Bitte vervollständigen:
a: Vor welchem Hintergrund erzählt Zeruya Shalev laut dem Textausschnitt ihre Familiengeschichte?
b: Entnimm dem Textausschnitt wortgetreu die Stelle, die mit „Zeruya Shalevs Roman“ beginnt und bis einschließlich „eines Terroranschlags wird.“ reicht.

Textausschnitt:
·····

Zeruya Shalevs Roman "Schicksal": Andauernde Spannungen in Israel

Ein Ereignis: Zeruya Shalev erzählt in ihrem neuen Roman "Schicksal" eine Familiengeschichte vor dem Hintergrund der Staatsgründung Israels.

Es ist der Tod, der in allen Winkeln dieses monumentalen Romans lauert. Mal schwebt er über einer alten Frau wie eine Fledermaus; dann streckt er völlig unerwartet einen Dozenten im Ruhestand nieder. Oder er trifft eine junge Frau, die Opfer eines Terroranschlags wird.

Zeruya Shalevs neuer, so kluger und intensiver Roman „Schicksal“ handelt von Fehlentscheidungen und unglücklichen Verkettungen, davon, dass jemand zur falschen Zeit am falschen Ort ist. Die Lektüre dieses welthaltigen Romans schmerzt geradezu körperlich. Er ist ein Ereignis.

·····

Datenzeilen:
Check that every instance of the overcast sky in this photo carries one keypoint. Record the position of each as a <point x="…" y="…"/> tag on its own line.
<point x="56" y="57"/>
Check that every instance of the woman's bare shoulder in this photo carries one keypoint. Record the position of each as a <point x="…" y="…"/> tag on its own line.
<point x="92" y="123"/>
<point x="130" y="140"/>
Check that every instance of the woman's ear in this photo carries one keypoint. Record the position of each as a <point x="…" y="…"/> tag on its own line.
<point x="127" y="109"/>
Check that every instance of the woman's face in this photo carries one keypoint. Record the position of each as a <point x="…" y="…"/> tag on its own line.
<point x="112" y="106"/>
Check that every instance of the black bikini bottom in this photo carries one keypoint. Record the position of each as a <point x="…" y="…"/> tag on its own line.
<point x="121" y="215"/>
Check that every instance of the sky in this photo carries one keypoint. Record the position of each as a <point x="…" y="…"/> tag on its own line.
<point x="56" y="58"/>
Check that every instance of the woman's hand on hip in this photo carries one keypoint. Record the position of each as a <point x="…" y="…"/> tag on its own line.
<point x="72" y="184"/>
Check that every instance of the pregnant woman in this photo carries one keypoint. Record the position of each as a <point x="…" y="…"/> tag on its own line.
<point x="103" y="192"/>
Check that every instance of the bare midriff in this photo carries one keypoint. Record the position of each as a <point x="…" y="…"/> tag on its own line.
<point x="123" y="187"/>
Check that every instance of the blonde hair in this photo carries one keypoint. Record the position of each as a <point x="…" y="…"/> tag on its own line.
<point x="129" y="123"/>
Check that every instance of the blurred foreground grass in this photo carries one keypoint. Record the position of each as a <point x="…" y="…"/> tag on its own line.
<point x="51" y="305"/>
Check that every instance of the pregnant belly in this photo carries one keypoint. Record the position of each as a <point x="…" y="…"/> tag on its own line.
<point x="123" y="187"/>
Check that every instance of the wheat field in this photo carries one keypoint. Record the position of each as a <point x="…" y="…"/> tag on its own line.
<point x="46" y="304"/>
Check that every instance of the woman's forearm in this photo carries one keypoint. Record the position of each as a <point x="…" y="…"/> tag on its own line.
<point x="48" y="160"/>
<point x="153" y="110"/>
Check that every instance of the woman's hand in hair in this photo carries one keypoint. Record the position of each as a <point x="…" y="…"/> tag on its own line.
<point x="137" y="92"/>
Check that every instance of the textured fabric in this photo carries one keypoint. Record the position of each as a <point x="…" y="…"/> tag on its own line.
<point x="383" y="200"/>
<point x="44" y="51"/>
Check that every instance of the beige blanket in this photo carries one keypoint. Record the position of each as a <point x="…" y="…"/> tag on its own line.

·····

Antworten:
a: Vor dem Hintergrund der Staatsgründung Israels.

b:
Zeruya Shalevs Roman "Schicksal": Andauernde Spannungen in Israel

Ein Ereignis: Zeruya Shalev erzählt in ihrem neuen Roman "Schicksal" eine Familiengeschichte vor dem Hintergrund der Staatsgründung Israels.

Es ist der Tod, der in allen Winkeln dieses monumentalen Romans lauert. Mal schwebt er über einer alten Frau wie eine Fledermaus; dann streckt er völlig unerwartet einen Dozenten im Ruhestand nieder. Oder er trifft eine junge Frau, die Opfer eines Terroranschlags wird.